◆ **Work to do**
Edit the items below by replacing "list the coordinates" with "give the coordinates" wherever it appears, and leave every other word unchanged.
━━━━━━
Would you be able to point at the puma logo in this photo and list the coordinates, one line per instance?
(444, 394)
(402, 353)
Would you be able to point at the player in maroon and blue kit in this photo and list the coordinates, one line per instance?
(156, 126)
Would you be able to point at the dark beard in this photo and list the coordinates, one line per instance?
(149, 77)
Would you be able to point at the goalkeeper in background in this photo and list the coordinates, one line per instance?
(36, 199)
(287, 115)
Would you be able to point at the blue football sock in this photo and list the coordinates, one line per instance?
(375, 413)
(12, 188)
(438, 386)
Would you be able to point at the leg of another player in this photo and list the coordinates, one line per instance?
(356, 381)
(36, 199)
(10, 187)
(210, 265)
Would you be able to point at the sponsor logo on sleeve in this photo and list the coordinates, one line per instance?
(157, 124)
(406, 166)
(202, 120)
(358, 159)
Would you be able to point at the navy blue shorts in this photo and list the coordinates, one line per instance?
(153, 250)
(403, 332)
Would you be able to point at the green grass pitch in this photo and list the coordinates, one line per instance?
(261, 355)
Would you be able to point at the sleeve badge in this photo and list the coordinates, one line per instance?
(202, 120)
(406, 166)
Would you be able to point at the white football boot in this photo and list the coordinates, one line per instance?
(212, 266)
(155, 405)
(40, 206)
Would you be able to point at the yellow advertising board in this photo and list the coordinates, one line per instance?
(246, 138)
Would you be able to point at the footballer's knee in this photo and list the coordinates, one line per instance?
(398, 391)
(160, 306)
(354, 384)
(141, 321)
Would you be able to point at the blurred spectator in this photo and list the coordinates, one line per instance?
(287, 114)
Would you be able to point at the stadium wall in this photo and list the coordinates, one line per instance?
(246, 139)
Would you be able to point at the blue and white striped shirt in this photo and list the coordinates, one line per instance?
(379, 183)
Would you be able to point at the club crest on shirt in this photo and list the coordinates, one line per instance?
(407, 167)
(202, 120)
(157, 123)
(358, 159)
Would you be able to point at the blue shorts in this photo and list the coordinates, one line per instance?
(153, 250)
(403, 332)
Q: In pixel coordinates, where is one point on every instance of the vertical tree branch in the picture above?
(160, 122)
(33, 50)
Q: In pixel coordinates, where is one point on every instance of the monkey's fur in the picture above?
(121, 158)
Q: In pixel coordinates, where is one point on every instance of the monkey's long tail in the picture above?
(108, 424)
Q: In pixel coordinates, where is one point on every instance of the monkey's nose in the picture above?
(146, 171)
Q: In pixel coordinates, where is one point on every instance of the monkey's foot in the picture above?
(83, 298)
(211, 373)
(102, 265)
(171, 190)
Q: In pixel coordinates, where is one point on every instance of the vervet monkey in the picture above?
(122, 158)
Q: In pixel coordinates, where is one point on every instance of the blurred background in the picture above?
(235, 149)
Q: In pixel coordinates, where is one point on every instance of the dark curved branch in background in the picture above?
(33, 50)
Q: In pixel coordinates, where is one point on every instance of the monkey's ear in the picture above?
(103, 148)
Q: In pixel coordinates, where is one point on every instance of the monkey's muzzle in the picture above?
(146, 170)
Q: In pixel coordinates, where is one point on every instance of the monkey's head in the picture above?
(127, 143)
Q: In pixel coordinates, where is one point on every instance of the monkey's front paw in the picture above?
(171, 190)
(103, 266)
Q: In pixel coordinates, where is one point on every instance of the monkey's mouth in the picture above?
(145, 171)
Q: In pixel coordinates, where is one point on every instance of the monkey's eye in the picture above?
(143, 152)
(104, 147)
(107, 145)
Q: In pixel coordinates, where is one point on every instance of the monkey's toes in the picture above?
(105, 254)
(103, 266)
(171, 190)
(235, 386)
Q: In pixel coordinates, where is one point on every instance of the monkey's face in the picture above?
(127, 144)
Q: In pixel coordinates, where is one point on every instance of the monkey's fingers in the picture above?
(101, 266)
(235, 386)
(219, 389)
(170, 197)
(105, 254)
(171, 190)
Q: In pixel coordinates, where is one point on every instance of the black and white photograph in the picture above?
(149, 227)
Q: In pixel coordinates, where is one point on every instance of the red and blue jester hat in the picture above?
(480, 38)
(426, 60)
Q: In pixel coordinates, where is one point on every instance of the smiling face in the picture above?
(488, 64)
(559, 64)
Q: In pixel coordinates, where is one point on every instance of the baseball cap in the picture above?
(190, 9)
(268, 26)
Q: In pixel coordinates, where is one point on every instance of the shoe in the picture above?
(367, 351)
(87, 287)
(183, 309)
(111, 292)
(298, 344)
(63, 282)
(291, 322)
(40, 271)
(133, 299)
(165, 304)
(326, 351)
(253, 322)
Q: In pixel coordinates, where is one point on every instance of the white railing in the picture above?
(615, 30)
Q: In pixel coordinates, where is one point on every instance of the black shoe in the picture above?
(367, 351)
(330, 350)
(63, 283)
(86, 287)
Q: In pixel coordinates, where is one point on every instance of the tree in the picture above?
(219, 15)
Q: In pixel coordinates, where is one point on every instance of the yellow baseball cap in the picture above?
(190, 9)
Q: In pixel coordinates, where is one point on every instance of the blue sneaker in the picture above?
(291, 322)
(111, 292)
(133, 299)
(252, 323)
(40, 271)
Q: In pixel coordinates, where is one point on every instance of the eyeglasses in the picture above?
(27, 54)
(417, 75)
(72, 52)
━━━━━━
◆ **The solution**
Would you be able to point at the puma logo in this photo and give the coordinates, one line per instance?
(444, 394)
(402, 353)
Would you be able to point at the player in maroon and blue kit in this photo and give the coordinates, one line per instance?
(156, 126)
Would you be able to point at the dark beard in this photo and give the coordinates, one line per instance?
(149, 77)
Would you be able to point at the goalkeeper in background in this photo and give the coordinates, one line per instance?
(36, 199)
(287, 115)
Would you be able to point at the blue football sock in this photo and give the coordinates, one line per instance?
(375, 413)
(12, 188)
(438, 386)
Would you be able to point at the leg of another player in this photo and give the coordinates, one line per instance?
(356, 381)
(36, 199)
(10, 187)
(210, 265)
Would you be able to point at the sponsor logo on sleeve in this photo and give the coordinates, one line per instance?
(157, 124)
(406, 166)
(202, 120)
(358, 159)
Would you be able to point at the navy blue shorts in this photo and give the coordinates, one line per instance?
(153, 250)
(403, 332)
Would you be able to point at the green grass pitch in this photo and give the coordinates, one line per instance?
(261, 355)
Would you be able to point at the sleeve badge in this photo and give the coordinates, one line per instance?
(202, 120)
(406, 166)
Would you be able to point at the white football boot in this photo and give the coordinates, one line per instance?
(212, 266)
(155, 405)
(40, 206)
Would you be able to point at the yellow advertising board in this photo and give the coordinates, one line per instance?
(246, 138)
Would you be able to point at the footballer's knee in this photo and give the coordinates, one line per instance?
(398, 391)
(160, 306)
(354, 384)
(141, 321)
Would you be able to point at the blurred spectator in this photo and give the coordinates, one line per instance?
(287, 114)
Would you be able to point at the stadium wall in this photo and give the coordinates, one line per instance?
(246, 139)
Would you be able to point at the blue and white striped shirt in this photo and give the coordinates, one line per instance?
(379, 183)
Would you be able to point at the club crest on shirt in this photo and give the coordinates, one line per instance?
(407, 167)
(202, 120)
(157, 123)
(358, 159)
Would you be able to point at the blue shorts in this photo and give the coordinates, one line per instance?
(153, 250)
(403, 332)
Q: In pixel coordinates, where is one point on every instance of the vertical tree branch in the picture above?
(160, 122)
(33, 50)
Q: In pixel coordinates, where is one point on every instance of the monkey's fur in the picture above?
(121, 158)
Q: In pixel coordinates, where is one point on every instance of the monkey's long tail in the picture above?
(108, 424)
Q: In pixel coordinates, where is one point on every instance of the monkey's nose in the picture above?
(146, 171)
Q: In pixel coordinates, where is one point on every instance of the monkey's foot in the picture above?
(83, 298)
(211, 373)
(102, 265)
(171, 190)
Q: In pixel coordinates, where is one point on every instance of the vervet monkey in the picture above?
(122, 158)
Q: In pixel coordinates, where is one point on every instance of the blurred background in the picture above?
(235, 149)
Q: In pixel coordinates, where is one point on every instance of the dark curved branch in background in the picture above?
(33, 50)
Q: In pixel coordinates, where is one point on every instance of the monkey's ear in the picture above?
(103, 148)
Q: In pixel coordinates, where is one point on every instance of the monkey's muzzle in the picture above?
(146, 170)
Q: In pixel coordinates, where is one point on every instance of the monkey's head in the picture above?
(127, 143)
Q: In pixel coordinates, where is one point on every instance of the monkey's front paw in the picture above?
(171, 190)
(103, 266)
Q: In pixel coordinates, where is one point on every instance of the monkey's mouth in the picture above?
(145, 171)
Q: In pixel coordinates, where is one point on every instance of the monkey's eye in the picture above?
(143, 152)
(104, 147)
(107, 145)
Q: In pixel coordinates, where is one point on every instance of the monkey's toes in the picture above?
(105, 254)
(103, 266)
(171, 190)
(235, 386)
Q: In pixel coordinates, where is one point on every instance of the monkey's face in the picture above?
(127, 144)
Q: In pixel coordinates, where is one point on every instance of the monkey's fingers in the picture above?
(101, 266)
(235, 386)
(219, 389)
(170, 197)
(105, 254)
(171, 190)
Q: In pixel coordinates, where is one point on every instance of the black and white photograph in the picture above?
(149, 227)
Q: In pixel coordinates, where is one point on every instance of the red and blue jester hat in the picture above?
(480, 38)
(426, 60)
Q: In pixel coordinates, where is one point on every instance of the smiling face in the picture above?
(488, 64)
(559, 64)
Q: In pixel coordinates, where is one point on every instance of the baseball cap in the picture above?
(190, 9)
(268, 26)
Q: In pixel coordinates, where is one point on every instance of the shoe in the picture above?
(367, 351)
(87, 287)
(183, 309)
(111, 292)
(298, 344)
(63, 282)
(291, 322)
(40, 271)
(133, 299)
(165, 304)
(326, 351)
(253, 322)
Q: In pixel coordinates, where is one point on every instance of the white railing in the picture above?
(615, 30)
Q: In pixel coordinates, where is one point on every instance of the black shoe in the picture above?
(367, 351)
(330, 350)
(63, 283)
(86, 287)
Q: In pixel coordinates, where is one point on every instance of the tree in the picture above?
(219, 15)
Q: In pixel coordinates, where is one point on every instance of the yellow baseball cap in the picture above?
(190, 9)
Q: In pixel coordinates, where is one point on every instance of the blue sneaker in the picture above?
(291, 322)
(111, 292)
(133, 299)
(252, 323)
(40, 271)
Q: In pixel coordinates, where is one point on every instance of the eyeglasses in the picture above?
(27, 54)
(417, 75)
(72, 52)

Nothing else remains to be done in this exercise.